[Point annotations for photos]

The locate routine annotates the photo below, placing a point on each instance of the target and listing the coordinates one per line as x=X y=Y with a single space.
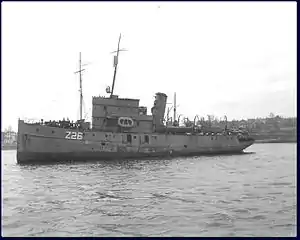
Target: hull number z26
x=74 y=135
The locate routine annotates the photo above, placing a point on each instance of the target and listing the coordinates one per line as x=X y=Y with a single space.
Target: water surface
x=240 y=195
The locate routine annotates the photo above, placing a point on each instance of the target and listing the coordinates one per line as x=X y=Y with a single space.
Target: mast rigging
x=116 y=59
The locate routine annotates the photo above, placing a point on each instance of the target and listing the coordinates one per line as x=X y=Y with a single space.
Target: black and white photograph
x=149 y=119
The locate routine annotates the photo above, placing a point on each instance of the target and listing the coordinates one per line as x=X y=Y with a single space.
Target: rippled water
x=241 y=195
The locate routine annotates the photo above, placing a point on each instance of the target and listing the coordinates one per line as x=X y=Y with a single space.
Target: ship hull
x=38 y=144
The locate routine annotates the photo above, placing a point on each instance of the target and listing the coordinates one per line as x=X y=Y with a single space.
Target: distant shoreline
x=275 y=141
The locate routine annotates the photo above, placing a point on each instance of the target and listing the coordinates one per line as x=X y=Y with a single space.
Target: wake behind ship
x=121 y=128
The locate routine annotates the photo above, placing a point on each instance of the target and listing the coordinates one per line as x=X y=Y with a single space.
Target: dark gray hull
x=40 y=144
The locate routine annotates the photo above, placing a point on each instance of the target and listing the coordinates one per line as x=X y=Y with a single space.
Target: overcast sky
x=233 y=58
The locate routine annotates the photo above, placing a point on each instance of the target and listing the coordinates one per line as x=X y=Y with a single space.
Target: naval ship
x=120 y=129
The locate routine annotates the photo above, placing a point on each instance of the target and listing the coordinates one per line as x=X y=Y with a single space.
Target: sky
x=221 y=58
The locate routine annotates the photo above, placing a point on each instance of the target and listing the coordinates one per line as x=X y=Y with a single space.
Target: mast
x=80 y=85
x=116 y=59
x=174 y=106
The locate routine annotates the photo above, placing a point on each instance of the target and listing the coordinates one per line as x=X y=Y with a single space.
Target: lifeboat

§ **WHAT THE TASK ASKS**
Format every line of the entries above as a Markdown table with the columns "Row" and "Line," numbering the rows and skipping blank lines. Omit the pictures from the answer.

§ **RESULT BELOW**
| Row | Line |
|---|---|
| 1 | The locate routine annotates the photo below, placing a point on each instance of the target and listing the coordinates one per line as x=X y=Y with a single space. |
| 2 | Target: hull number z26 |
| 3 | x=74 y=135 |
| 4 | The locate routine annotates the photo above, placing a point on each instance of the target and listing the coordinates one per line as x=X y=Y with a single space. |
| 5 | Target: water surface |
| 6 | x=240 y=195 |
| 7 | The locate routine annotates the photo above, placing a point on each instance of the target and listing the coordinates one per line as x=X y=Y with a single space. |
| 8 | Target: mast rigging |
| 9 | x=116 y=59 |
| 10 | The locate routine annotates the photo above, placing a point on each instance of the target and listing the coordinates one per line as x=X y=Y with a single space. |
| 11 | Target: black and white photograph |
| 12 | x=149 y=119 |
| 13 | The locate routine annotates the photo above, placing a point on each instance of the target and listing the coordinates one per line as x=X y=Y with a single space. |
| 14 | Target: rippled water |
| 15 | x=241 y=195 |
| 16 | The locate routine annotates the photo above, placing a point on each instance of the target and listing the coordinates one per line as x=X y=Y with a single space. |
| 17 | Target: ship hull |
| 18 | x=38 y=144 |
| 19 | The locate routine annotates the photo above, placing a point on each instance of the target and listing the coordinates one per line as x=X y=Y with a single space. |
| 20 | Target: distant shoreline |
| 21 | x=275 y=141 |
| 22 | The locate routine annotates the photo above, placing a point on each instance of the target and listing the coordinates one per line as x=X y=Y with a single space. |
| 23 | Target: wake behind ship |
| 24 | x=121 y=128 |
| 25 | The locate routine annotates the photo above, placing a point on each instance of the target and listing the coordinates one per line as x=X y=Y with a single space. |
| 26 | Target: dark gray hull |
| 27 | x=40 y=144 |
| 28 | The locate routine annotates the photo above, placing a point on each instance of the target and listing the coordinates one per line as x=X y=Y with a single space. |
| 29 | Target: overcast sky |
| 30 | x=233 y=58 |
| 31 | The locate routine annotates the photo above, placing a point on each instance of the target and listing the coordinates one per line as x=X y=Y with a single space. |
| 32 | Target: naval ship |
| 33 | x=120 y=129 |
| 34 | The locate routine annotates the photo above, placing a point on each instance of the target and listing the coordinates one per line as x=X y=Y with a single space. |
| 35 | Target: sky |
| 36 | x=221 y=58 |
| 37 | The locate routine annotates the photo above, placing a point on each instance of the target and listing the coordinates one per line as x=X y=Y with a single space. |
| 38 | Target: mast |
| 39 | x=80 y=85 |
| 40 | x=116 y=59 |
| 41 | x=174 y=106 |
| 42 | The locate routine annotates the photo above, placing a point on each instance of the target and listing the coordinates one per line as x=X y=Y with a single space. |
| 43 | Target: lifeboat |